§ **Problem statement**
Transcribe all of the data exactly. Images stay out.
====== Data shown ======
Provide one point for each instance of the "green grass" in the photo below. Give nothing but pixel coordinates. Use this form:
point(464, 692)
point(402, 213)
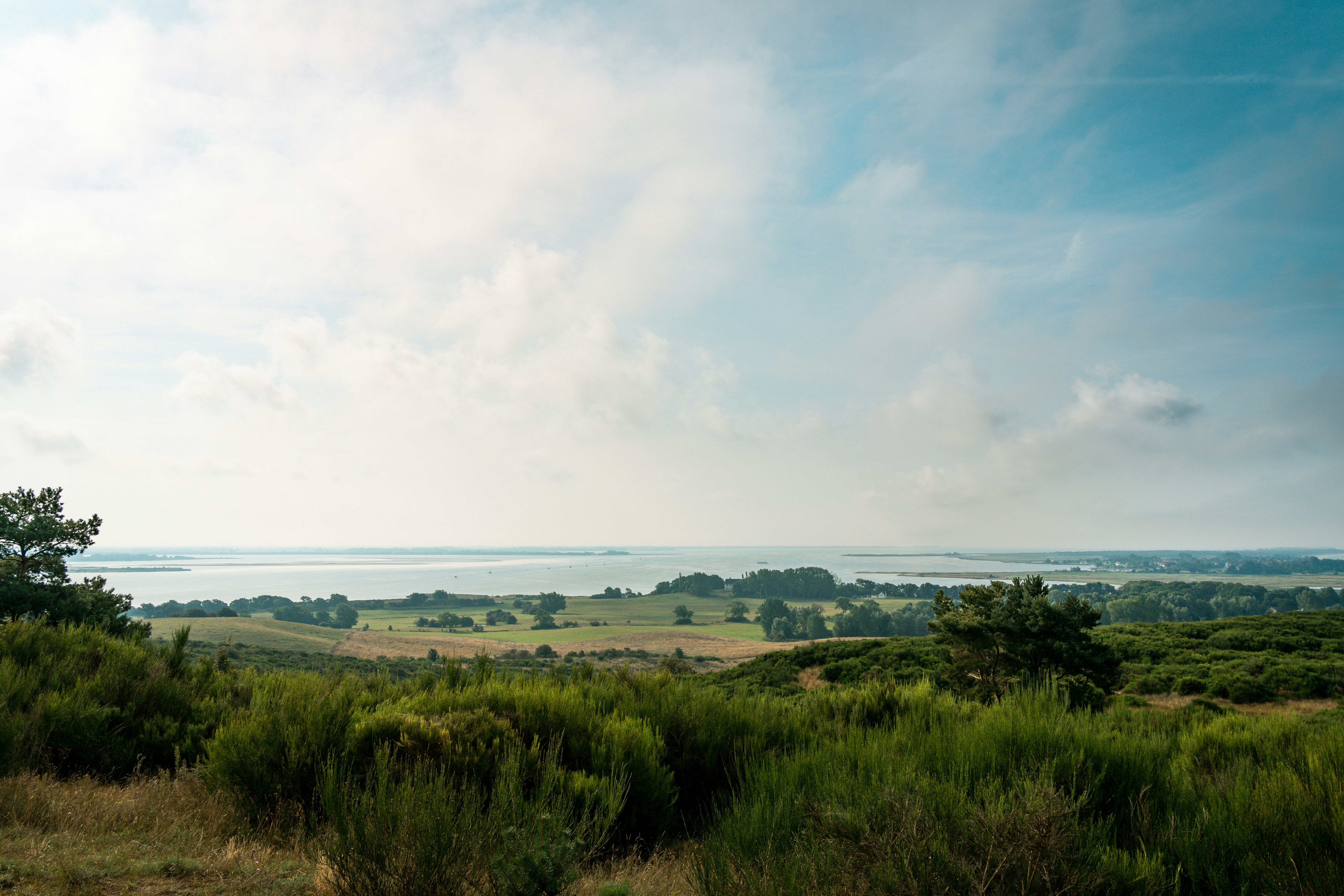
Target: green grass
point(260, 632)
point(627, 616)
point(878, 786)
point(1241, 659)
======
§ **Your response**
Provide one point for each instance of the "green grass" in the photo below. Give nothing but pixel coordinates. Use this form:
point(464, 692)
point(402, 213)
Target: green grass
point(260, 632)
point(627, 616)
point(878, 786)
point(1241, 659)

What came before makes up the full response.